→ **ANFORDERUNGEN**
(A) Schreiben Sie aus dem Text über den Bundeswehr-Einsatz in Mali den Abschnitt von „Das Massaker von“ bis „Einsätze nun verlängern.“ wortgetreu ab.
(B) Geben Sie an, wie viele Bundeswehr-Soldaten laut dem Text über den Bundeswehr-Einsatz in Mali derzeit in dem Land stationiert sind.

→ **VORLIEGENDER TEXT**
_ _ _

Deutsche Soldaten in Afrika: Ist die Bundeswehr in Mali überfordert?
Die Bundesregierung will den Bundeswehr-Einsatz in Mali verlängern. Doch die Aufgabe der Soldaten geht weit über das hinaus, was sie leisten können.
Mit Schusswaffen und Macheten ausgerüstet drangen die Angreifer in die Siedlung ein. Sie steckten Häuser und Autos in Brand, raubten das Vieh und töteten mehr als 160 Männer, Frauen und Kinder. Die Leichen ließen sie einfach auf der Straße zurück. Seither sind die Brunnen im malischen Dorf Ogossagou unbrauchbar, die toten Körper haben das Wasser vergiftet.
Das Massaker von Mitte März ist der neueste Gewaltakt in dem blutigen Kampf zwischen rivalisierenden Bevölkerungsgruppen in dem westafrikanischen Staat Mali. In der Mitte des Landes, wo Savanne und Wüste aufeinandertreffen, kämpfen Ackerbauern und Viehzüchter um das knappe Nutzland. Auch Islamisten mischen mit in dem Konflikt, vor allem im Norden ist der Einfluss der Extremisten groß. Sie haben sich teils mit Separatisten verbündet und kämpfen gegen die Truppen der Regierung aus der Hauptstadt Bamako.
Krieg in Mali: 250.000 Vertriebene
Seit 2013 sind Bundeswehr-Soldaten in dem Land stationiert. 1100 sind es derzeit – als Teil der rund 11.000 Blauhelme starken UN-Mission MINUSMA und dem europäischen Ausbildungsprogramm EUTM. Die Bundesregierung will beide Einsätze nun verlängern.
An diesem Donnerstag stehen die ersten Lesungen der beiden Anträge an, die das Kabinett in der vergangenen Woche beschlossen hat. Die endgültige Entscheidung fällt der Bundestag wohl Mitte Mai. Die Zustimmung des Parlaments gilt als sicher. „Die Stabilisierung Malis ist ein Schwerpunkt des deutschen Engagements in der Sahel-Region und ein wichtiges Ziel der Afrikapolitik der Bundesregierung“, heißt es in dem Antrag der Bundesregierung. Bis zum 31. Mai 2020 soll die Bundeswehr-Beteiligung am UN-Einsatz dann vorerst weitergehen.

_ _ _

→ **DATENLISTE**
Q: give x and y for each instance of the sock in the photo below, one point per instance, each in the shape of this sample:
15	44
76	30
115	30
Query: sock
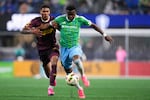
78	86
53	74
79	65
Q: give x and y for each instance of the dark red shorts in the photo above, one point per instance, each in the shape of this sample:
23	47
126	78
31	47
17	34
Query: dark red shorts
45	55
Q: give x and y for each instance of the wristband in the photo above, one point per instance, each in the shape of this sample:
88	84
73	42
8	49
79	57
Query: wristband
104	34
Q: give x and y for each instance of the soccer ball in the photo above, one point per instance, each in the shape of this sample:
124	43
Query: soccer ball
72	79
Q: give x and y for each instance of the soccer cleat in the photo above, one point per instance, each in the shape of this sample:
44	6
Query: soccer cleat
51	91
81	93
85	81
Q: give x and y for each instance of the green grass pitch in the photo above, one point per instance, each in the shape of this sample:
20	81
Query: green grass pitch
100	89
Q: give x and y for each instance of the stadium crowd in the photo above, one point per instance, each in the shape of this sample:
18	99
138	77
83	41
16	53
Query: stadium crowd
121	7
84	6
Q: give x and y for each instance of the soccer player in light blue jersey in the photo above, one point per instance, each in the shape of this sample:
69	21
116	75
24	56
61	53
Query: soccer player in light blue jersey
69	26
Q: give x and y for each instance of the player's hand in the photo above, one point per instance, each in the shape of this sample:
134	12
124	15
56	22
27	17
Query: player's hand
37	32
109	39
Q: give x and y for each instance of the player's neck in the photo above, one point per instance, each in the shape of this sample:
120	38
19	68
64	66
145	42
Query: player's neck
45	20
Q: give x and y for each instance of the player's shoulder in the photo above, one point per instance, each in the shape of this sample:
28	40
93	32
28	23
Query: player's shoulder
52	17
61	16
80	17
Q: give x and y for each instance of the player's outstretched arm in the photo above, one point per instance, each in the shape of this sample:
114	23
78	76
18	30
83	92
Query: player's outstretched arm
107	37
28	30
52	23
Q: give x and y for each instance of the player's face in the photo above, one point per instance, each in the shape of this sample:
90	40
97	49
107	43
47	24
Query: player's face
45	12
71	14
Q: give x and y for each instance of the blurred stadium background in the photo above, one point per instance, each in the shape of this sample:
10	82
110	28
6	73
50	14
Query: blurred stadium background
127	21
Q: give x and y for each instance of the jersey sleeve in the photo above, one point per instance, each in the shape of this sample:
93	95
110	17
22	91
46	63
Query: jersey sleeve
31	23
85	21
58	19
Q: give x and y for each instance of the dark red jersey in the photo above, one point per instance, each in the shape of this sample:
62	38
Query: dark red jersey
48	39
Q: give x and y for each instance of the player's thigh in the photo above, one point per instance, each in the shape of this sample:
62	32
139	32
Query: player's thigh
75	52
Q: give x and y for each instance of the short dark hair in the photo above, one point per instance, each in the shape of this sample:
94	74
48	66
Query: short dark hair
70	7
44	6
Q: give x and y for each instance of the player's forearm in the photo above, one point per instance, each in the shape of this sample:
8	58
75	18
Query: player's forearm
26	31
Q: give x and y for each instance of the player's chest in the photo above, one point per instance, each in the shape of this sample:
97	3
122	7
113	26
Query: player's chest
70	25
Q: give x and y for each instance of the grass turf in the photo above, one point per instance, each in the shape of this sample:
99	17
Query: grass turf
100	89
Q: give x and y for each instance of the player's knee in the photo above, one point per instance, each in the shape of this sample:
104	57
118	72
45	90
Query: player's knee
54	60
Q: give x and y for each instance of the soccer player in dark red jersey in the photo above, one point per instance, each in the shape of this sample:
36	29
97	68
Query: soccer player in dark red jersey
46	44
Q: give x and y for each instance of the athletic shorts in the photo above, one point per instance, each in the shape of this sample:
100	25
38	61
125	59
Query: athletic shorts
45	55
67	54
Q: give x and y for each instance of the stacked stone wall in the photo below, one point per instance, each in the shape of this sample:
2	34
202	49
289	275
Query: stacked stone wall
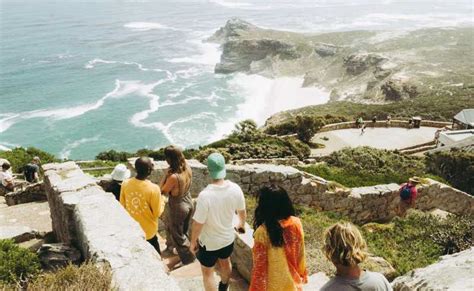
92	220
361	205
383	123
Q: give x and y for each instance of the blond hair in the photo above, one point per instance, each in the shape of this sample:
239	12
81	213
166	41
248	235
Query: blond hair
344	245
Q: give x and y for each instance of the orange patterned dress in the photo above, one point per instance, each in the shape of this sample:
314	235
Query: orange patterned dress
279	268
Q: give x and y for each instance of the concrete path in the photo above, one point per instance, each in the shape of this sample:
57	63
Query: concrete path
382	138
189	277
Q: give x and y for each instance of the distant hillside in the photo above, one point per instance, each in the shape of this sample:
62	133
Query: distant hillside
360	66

_ _ _

→ **SCHRIFTLICHE ANTWORTEN**
(A)
Das Massaker von Mitte März ist der neueste Gewaltakt in dem blutigen Kampf zwischen rivalisierenden Bevölkerungsgruppen in dem westafrikanischen Staat Mali. In der Mitte des Landes, wo Savanne und Wüste aufeinandertreffen, kämpfen Ackerbauern und Viehzüchter um das knappe Nutzland. Auch Islamisten mischen mit in dem Konflikt, vor allem im Norden ist der Einfluss der Extremisten groß. Sie haben sich teils mit Separatisten verbündet und kämpfen gegen die Truppen der Regierung aus der Hauptstadt Bamako.
Krieg in Mali: 250.000 Vertriebene
Seit 2013 sind Bundeswehr-Soldaten in dem Land stationiert. 1100 sind es derzeit – als Teil der rund 11.000 Blauhelme starken UN-Mission MINUSMA und dem europäischen Ausbildungsprogramm EUTM. Die Bundesregierung will beide Einsätze nun verlängern.

(B) Derzeit sind 1100 Bundeswehr-Soldaten in Mali stationiert.